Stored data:
○ ○ ○ ○ ○

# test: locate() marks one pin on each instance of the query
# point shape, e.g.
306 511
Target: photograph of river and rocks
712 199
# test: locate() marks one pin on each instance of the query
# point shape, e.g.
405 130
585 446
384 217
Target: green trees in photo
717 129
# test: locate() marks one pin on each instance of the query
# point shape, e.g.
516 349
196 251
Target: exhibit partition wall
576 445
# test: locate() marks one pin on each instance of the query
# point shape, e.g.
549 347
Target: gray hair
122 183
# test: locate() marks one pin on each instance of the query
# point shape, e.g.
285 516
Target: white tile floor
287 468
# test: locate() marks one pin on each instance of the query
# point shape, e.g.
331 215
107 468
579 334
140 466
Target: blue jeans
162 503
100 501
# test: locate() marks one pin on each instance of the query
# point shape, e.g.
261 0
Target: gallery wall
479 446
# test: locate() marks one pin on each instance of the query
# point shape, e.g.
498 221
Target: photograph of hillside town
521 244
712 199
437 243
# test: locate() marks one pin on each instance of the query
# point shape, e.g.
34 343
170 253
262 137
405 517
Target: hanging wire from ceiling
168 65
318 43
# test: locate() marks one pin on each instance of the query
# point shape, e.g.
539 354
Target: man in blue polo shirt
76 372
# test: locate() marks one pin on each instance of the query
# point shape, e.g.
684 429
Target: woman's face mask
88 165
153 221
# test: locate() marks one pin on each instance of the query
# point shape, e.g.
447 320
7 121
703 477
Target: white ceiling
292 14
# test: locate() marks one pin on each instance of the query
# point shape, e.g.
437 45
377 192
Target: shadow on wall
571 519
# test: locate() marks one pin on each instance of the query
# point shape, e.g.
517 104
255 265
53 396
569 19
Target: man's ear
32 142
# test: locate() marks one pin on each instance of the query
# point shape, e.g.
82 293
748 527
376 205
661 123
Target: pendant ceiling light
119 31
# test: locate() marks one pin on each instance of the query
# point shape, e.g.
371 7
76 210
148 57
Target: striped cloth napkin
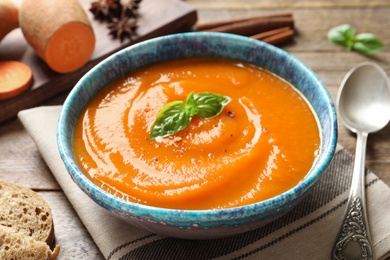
307 232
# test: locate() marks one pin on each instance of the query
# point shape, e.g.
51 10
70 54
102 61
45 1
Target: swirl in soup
262 144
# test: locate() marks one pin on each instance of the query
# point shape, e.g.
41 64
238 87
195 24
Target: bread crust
27 214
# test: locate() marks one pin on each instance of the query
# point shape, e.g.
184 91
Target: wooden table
20 161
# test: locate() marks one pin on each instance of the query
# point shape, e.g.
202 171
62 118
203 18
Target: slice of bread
28 215
17 246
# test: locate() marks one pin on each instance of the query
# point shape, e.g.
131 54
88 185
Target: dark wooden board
157 18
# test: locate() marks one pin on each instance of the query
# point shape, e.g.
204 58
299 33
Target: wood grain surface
169 16
20 160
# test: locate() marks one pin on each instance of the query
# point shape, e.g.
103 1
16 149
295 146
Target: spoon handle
354 240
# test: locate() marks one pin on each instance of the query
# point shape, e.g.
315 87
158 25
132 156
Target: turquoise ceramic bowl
199 224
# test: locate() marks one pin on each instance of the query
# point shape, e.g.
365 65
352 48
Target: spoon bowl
364 107
364 98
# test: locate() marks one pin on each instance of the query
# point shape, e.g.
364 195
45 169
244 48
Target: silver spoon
364 107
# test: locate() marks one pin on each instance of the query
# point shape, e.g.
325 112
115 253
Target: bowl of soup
198 135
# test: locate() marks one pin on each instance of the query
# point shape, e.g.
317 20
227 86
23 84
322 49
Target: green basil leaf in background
367 44
172 118
342 35
210 104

○ ○ ○ ○ ○

TASK TO CARRY OUT: Skip the pictures, then return the rest of the data exactly.

TASK RESULT:
# test: locate() marks one pin on each instance of the query
# point shape, e.g.
306 511
Target: photograph of river and rocks
712 199
# test: locate() marks one pin on each instance of the query
# point shape, e.g.
405 130
585 446
384 217
Target: green trees in photo
717 129
# test: locate() marks one pin on each instance of the query
# point shape, e.g.
516 349
196 251
Target: exhibit partition wall
576 445
# test: locate() marks one pin on each instance of the query
# point shape, e.g.
549 347
Target: gray hair
122 183
# test: locate() marks one pin on each instance of the query
# point shape, e.g.
285 516
Target: white tile floor
287 468
# test: locate() marks one pin on each instance of the query
# point shape, e.g.
331 215
107 468
579 334
140 466
Target: blue jeans
162 503
100 501
# test: locate() marks one pin on each instance of the query
# point shape, e.g.
261 0
Target: gallery wall
479 446
# test: locate() marks one pin on each instance of the query
# point shape, e.g.
498 221
Target: photograph of hillside town
521 244
712 199
437 243
# test: locate() marks one pin on each instance of the query
# point shape, e.g.
34 343
170 253
262 137
405 517
Target: hanging wire from ceiling
168 65
318 43
# test: locate() marks one pin on each instance of the query
# point shape, e.g.
539 354
Target: man in blue polo shirt
76 372
# test: locate() marks one pin on each instance of the query
# point shape, e.g.
684 429
Target: woman's face mask
88 165
153 221
# test: locate() marks one pin on each instance of the query
# point shape, e.g.
447 320
7 121
703 477
Target: white ceiling
292 14
# test: locate() marks one pin on each instance of the query
# point shape, e.g.
437 45
377 192
Target: shadow on wall
571 519
# test: locate() marks one pin on each instance of the query
# point shape, e.g.
517 104
255 265
53 396
569 19
Target: man's ear
32 142
# test: locate() marks one pin on each instance of the query
# point shape, e.g.
82 293
748 527
376 205
661 123
Target: pendant ceiling light
119 31
# test: locate() marks one pin on each instance of the query
# point shape, e.g.
371 7
76 210
148 57
Target: striped cloth napkin
307 232
# test: locate() marks one pin on each instance of the query
# point shape, e.g.
51 10
70 54
102 61
45 1
Target: swirl in soup
262 144
# test: locate() marks one pin on each instance of the query
# point shape, e.g.
41 64
238 87
195 24
Target: bread crust
27 214
# test: locate() marks one pin on each instance of the query
# point shape, e.g.
184 91
Target: wooden table
20 161
# test: locate() marks one pin on each instance of the query
# point shape, e.g.
202 171
62 118
203 18
Target: slice of bread
28 215
17 246
# test: locate() marks one pin on each instance of the query
# point shape, e.g.
131 54
88 185
Target: dark wooden board
157 18
# test: locate() marks one pin on each instance of the query
# point shape, e.g.
204 58
299 33
Target: wood grain surface
169 16
20 160
# test: locate() marks one pin on each instance of the query
# point shape, e.g.
103 1
16 149
295 146
Target: spoon handle
354 240
# test: locate() marks one pin on each instance of the query
# point shape, e.g.
315 87
158 25
132 156
Target: turquoise ceramic bowl
199 224
# test: locate() marks one pin on each instance of the query
# point shape, e.g.
365 65
352 48
Target: spoon bowl
364 107
364 98
# test: locate() marks one pin on each instance of the query
# point shape, e.g.
364 195
45 169
244 48
Target: silver spoon
364 107
# test: locate() marks one pin on each instance of the query
# point shape, e.g.
325 112
115 253
Target: bowl of soup
198 135
# test: locate() marks one pin on each instance of the query
# point shape, e.g.
317 20
227 86
23 84
322 49
Target: green basil leaf in background
367 44
172 118
342 35
210 104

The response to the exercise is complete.